▸ **Task objective**
Restate all the data word for word, leaving nothing out.

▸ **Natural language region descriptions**
* * * * * * * * *
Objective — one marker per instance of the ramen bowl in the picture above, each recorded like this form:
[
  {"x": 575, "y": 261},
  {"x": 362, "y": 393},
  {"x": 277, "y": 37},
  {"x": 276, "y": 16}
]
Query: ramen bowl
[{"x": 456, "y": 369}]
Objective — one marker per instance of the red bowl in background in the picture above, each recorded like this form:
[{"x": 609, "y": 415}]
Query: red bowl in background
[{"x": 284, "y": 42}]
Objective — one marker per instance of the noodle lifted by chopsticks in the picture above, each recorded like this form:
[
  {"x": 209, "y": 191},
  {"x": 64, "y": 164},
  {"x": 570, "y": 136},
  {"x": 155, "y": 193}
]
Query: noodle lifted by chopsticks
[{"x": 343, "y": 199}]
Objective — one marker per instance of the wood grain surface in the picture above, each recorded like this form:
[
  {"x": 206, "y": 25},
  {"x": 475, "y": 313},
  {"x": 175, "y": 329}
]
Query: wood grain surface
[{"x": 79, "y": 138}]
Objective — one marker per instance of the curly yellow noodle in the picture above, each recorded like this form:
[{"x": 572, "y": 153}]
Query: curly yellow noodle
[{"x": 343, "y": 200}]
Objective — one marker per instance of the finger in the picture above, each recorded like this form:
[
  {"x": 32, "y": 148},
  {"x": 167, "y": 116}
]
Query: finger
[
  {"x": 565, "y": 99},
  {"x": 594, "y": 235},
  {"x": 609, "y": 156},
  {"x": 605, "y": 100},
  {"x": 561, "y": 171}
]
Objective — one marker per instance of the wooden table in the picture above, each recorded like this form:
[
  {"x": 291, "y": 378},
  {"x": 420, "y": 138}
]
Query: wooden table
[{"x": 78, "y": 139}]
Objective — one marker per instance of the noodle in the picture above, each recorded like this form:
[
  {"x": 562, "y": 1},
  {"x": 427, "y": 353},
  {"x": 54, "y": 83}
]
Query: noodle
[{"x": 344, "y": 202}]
* * * * * * * * *
▸ **Problem solution**
Objective — one marker per instance of the ramen bowl in the picture above, each recorded like this form:
[
  {"x": 575, "y": 261},
  {"x": 362, "y": 393},
  {"x": 277, "y": 37},
  {"x": 276, "y": 16}
]
Query: ramen bowl
[{"x": 456, "y": 369}]
Objective — one marker per instance of the red bowl in background in the picture above, each recorded like this form:
[{"x": 609, "y": 415}]
Query: red bowl in background
[{"x": 284, "y": 42}]
Objective — one marker per instance of the noodle lifted by chopsticks in the picture above, each recorded like this form:
[
  {"x": 209, "y": 191},
  {"x": 64, "y": 164},
  {"x": 570, "y": 136},
  {"x": 155, "y": 193}
]
Query: noodle lifted by chopsticks
[{"x": 343, "y": 199}]
Objective — one marker per instance of the wood grain surface in the picture above, each recorded like this form:
[
  {"x": 206, "y": 25},
  {"x": 475, "y": 313},
  {"x": 175, "y": 329}
]
Query: wood grain surface
[{"x": 79, "y": 138}]
Objective — one marker per instance of the curly yellow noodle in the picture above, each recorded like this form:
[{"x": 572, "y": 153}]
Query: curly yellow noodle
[{"x": 343, "y": 200}]
Objective — one marker per instance of the finger in the picture above, each recorded like this form:
[
  {"x": 32, "y": 148},
  {"x": 167, "y": 116}
]
Query: finger
[
  {"x": 565, "y": 99},
  {"x": 594, "y": 235},
  {"x": 609, "y": 156},
  {"x": 605, "y": 100},
  {"x": 561, "y": 171}
]
Objective — one marker per instance of the wooden table in the picture above, each recorded like this form:
[
  {"x": 291, "y": 378},
  {"x": 420, "y": 138}
]
Query: wooden table
[{"x": 78, "y": 139}]
Objective — one marker per instance of the noodle in the picture above, each recorded like this form:
[
  {"x": 562, "y": 1},
  {"x": 427, "y": 353},
  {"x": 54, "y": 83}
]
Query: noodle
[{"x": 344, "y": 202}]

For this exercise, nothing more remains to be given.